*TRY IT:*
Continue the news story on laser therapy for pets, starting after its last sentence.

*** Opening of READING TEXT ***

The following news story on companion laser therapy originally appeared in the South Lake Tablet and is reprinted here with permission. Photos are courtesy of © South Lake Tablet and taken by Photographer Mike Corradino.
Laser treatments for pets offer time tested and approved alternative to drugs and surgery
Veterinary medicine has seen the light, literally. While treatments for many conditions using light have been around since the ancient Greeks, recent discoveries using laser light treatments have recently become an accepted alternative to more invasive methods.
Dr. Joell Sheahan of Mobile Vet to Pet has begun using lasers. Lasers can treat more than 80 conditions including pain, inflammation and wounds . Class IV low light lasers have been tested for therapy in animals and humans and are backed by 30 years of research. The University of Florida Veterinary Hospital has been using lasers in treatments for some time.
“I primarily use the laser to help reduce pain and swelling,” Sheahan said. “Sometimes using the laser allows me to get at the problem and put medicine where I couldn’t before due to swelling by increasing circulation to treated area.
Because it is non-invasive, pets stay calmer. “Pets usually feel a slight warmth in the treatment area. A recent cat patient with an abscess had amazing improvement after just one treatment,” Sheahan said, but added that each condition varies and it may take more than one treatment to resolve the medical issue.
The way the laser works is it deeply penetrates the tissue without damaging it. The laser’s energy triggers a biological response in the cells called “photo bio modulation” which reduces the pain, inflammation and increases the speed of healing according to research.

*** Close of READING TEXT ***
*** Opening of SUPPLIED MATERIAL ***

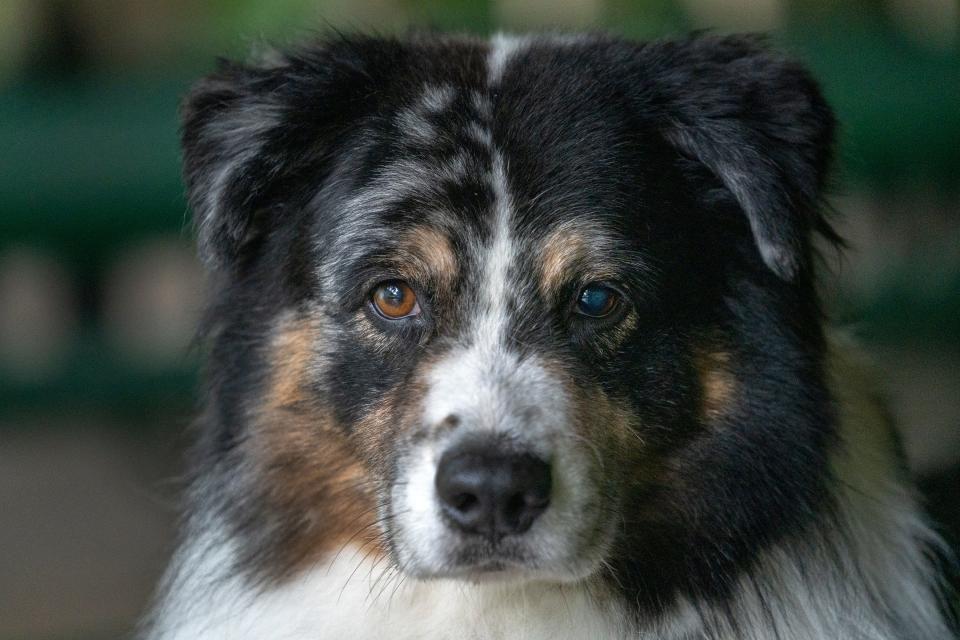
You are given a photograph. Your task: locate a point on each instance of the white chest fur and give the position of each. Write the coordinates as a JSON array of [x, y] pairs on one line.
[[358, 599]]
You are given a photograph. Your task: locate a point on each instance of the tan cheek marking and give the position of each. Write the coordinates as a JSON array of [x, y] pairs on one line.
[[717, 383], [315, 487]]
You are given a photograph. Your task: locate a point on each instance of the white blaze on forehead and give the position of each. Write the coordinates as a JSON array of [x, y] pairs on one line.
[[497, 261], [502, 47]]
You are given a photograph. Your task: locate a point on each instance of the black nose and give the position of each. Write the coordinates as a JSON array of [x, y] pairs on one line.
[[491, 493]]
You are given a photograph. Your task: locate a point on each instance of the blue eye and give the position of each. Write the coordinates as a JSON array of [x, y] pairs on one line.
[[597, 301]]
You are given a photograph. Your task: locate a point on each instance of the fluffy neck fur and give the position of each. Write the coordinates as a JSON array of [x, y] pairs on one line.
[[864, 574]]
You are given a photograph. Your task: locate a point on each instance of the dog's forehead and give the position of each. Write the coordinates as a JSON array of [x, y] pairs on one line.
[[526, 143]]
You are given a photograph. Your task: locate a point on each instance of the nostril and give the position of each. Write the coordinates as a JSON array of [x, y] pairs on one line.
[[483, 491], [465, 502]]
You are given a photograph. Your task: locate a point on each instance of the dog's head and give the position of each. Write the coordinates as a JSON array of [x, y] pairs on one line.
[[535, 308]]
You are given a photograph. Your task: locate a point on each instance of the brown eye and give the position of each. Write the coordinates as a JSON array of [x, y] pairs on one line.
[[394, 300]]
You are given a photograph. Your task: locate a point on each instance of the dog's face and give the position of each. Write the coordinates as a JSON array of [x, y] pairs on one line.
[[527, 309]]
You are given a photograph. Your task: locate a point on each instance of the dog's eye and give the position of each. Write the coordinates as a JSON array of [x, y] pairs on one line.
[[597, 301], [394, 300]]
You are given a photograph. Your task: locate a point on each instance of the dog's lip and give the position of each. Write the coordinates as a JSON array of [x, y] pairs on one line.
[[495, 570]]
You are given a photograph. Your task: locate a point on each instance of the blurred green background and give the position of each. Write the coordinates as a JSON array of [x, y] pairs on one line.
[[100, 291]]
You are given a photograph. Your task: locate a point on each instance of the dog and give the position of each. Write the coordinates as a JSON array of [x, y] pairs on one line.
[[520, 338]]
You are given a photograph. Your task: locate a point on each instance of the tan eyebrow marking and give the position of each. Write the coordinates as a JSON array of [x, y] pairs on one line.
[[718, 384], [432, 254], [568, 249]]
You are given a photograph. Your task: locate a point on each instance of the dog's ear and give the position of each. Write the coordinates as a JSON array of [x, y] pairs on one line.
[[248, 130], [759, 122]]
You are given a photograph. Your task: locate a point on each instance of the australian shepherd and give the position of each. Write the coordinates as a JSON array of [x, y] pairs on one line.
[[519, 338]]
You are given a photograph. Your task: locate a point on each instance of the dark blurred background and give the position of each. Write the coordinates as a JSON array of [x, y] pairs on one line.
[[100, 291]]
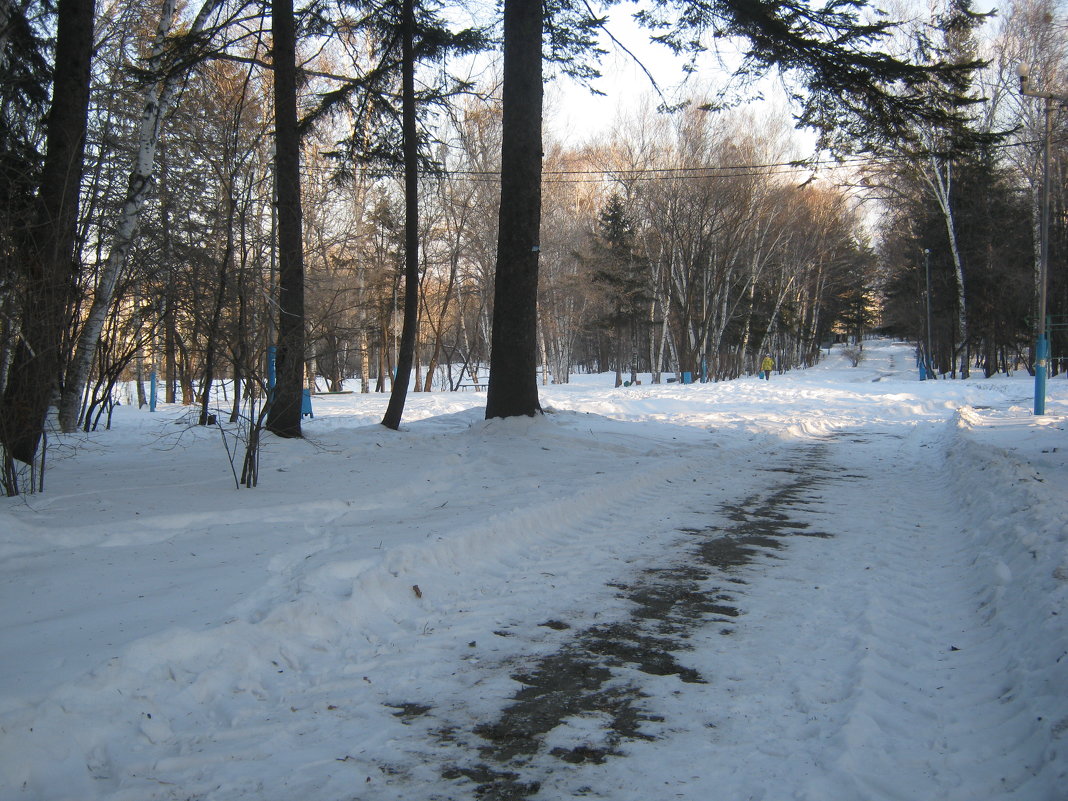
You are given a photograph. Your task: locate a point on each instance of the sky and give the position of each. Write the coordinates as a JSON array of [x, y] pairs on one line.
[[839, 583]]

*** Close of SUPPLIED MATERIAL ***

*EXERCISE RESULT:*
“Inflammation is caused by the release of histamines, enzymes and degranulation of cells.” When people itch, we are generally smart enough to stop. Animals don’t always do so, and they scratch until they traumatize the area, i.e. a hotspot. After Laser treatment they get almost immediate relief and the area starts healing,” the vet explained.
Getting the word out about medical treatments with lasers has been the mission of the American Institute of Medical Laser Applications (AIMLA).
Because laser therapy is an accepted practice for people and pets, most pet insurance plans will pay for the procedures. “Some animals need only one treatment,” Sheahan noted, “In acute conditions it may be one or more depending on the condition. Chronic conditions, like arthritis will require multiple treatments and then follow up with maintenance. It’s a drug free, surgery free relief and can be a desirable holistic alternative to drug and/or surgical treatment.